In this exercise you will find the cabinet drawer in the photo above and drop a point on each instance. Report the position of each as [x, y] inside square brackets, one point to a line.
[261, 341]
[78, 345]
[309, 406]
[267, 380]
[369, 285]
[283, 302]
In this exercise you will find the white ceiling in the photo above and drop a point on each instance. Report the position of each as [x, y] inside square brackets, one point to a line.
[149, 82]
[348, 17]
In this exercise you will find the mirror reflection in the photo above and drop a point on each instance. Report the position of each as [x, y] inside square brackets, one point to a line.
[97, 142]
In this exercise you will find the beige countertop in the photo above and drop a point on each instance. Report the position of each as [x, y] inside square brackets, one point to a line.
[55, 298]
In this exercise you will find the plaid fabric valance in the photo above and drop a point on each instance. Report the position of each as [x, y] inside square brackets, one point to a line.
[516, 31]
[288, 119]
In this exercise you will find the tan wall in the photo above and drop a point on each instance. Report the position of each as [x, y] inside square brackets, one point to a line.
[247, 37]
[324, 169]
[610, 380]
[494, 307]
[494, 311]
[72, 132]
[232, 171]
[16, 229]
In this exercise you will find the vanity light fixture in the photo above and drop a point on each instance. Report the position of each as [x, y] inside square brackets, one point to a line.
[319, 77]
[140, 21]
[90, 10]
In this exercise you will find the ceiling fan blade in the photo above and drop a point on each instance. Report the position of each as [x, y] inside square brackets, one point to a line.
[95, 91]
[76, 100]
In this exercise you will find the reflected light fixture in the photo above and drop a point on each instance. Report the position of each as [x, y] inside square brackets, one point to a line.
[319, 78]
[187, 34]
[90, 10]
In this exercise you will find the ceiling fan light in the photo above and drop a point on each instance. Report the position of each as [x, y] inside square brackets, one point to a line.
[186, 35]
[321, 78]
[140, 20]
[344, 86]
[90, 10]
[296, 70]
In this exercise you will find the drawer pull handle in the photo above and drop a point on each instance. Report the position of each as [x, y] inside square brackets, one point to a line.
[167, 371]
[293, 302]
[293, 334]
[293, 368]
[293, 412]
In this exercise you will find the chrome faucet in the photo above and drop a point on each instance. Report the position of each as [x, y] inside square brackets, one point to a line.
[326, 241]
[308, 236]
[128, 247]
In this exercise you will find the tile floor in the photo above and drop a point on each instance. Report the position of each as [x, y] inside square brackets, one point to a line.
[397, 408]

_What to work on_:
Would you please copy the whole listing exactly as given?

_Exercise response_:
In this exercise you will find the cabinet drawer in the photo above and drop a point on each instance. Report the position of each as [x, y] inside square brackets, one point to a line.
[261, 341]
[78, 345]
[309, 406]
[267, 380]
[369, 285]
[283, 302]
In this exercise you will find the white ceiling in the photo above and drop a point on each instance. Report the position of each as [x, y] inside square brackets, one point to a line.
[149, 82]
[348, 17]
In this exercise you will find the mirror reflection in the photo above and drop a point on each instance. Report the position of each as [x, y] inside square brackets, one point to a line.
[97, 142]
In this exercise you will find the beige countertop in the photo above and drop a point on each instance. Report the position of each as [x, y] inside square brackets, one point to a line.
[55, 298]
In this exercise you will find the plaid fabric valance in the photo above and drop a point on each instance. Report the position of each as [x, y] inside square brackets, one point to a line.
[516, 31]
[288, 119]
In this exercise you will find the tan wall in the photo above and drop a point on each instance. Report the position of each as [x, y] inside square brackets, one point to a line.
[247, 37]
[324, 169]
[610, 380]
[494, 307]
[494, 311]
[72, 132]
[232, 171]
[16, 229]
In this exercise you will find the vanity light fixture in the photo above and drop a point on each instance. Report the position of each as [x, y] inside square brackets, one point to a line.
[319, 77]
[140, 21]
[90, 10]
In this exercise you will find the ceiling fan blade in the photo above and drop a point on each instance. Report the position of each as [x, y] inside square brackets, one point to a line.
[95, 91]
[76, 100]
In this exercise you will find the reflected light fixture in the photo above and drop a point on each instance. Report the position of each as [x, y] inside square brackets, one point to a line.
[319, 78]
[187, 34]
[90, 10]
In this exercise you will find the ceiling fan light in the photo above and drop a point on each instance. Report the position of each as [x, y] inside square brackets, one point to a line.
[186, 35]
[321, 78]
[140, 20]
[344, 86]
[90, 10]
[296, 70]
In this exercise you will find the drawer pull handle in the photo above and drop a point on each instance. Report the position of each as [x, y] inside square brackets, one point to a line.
[167, 371]
[293, 302]
[293, 334]
[293, 368]
[293, 412]
In this exercise you will find the chrome faucet in the photo above and drop a point on each instance. Report the position of each as [x, y] inside square brackets, one point to a line.
[326, 241]
[308, 236]
[128, 247]
In this exercise you will find the tile floor in the photo above and drop a point on each instance. Report the position of each as [x, y] inside square brackets, one point to a line.
[397, 408]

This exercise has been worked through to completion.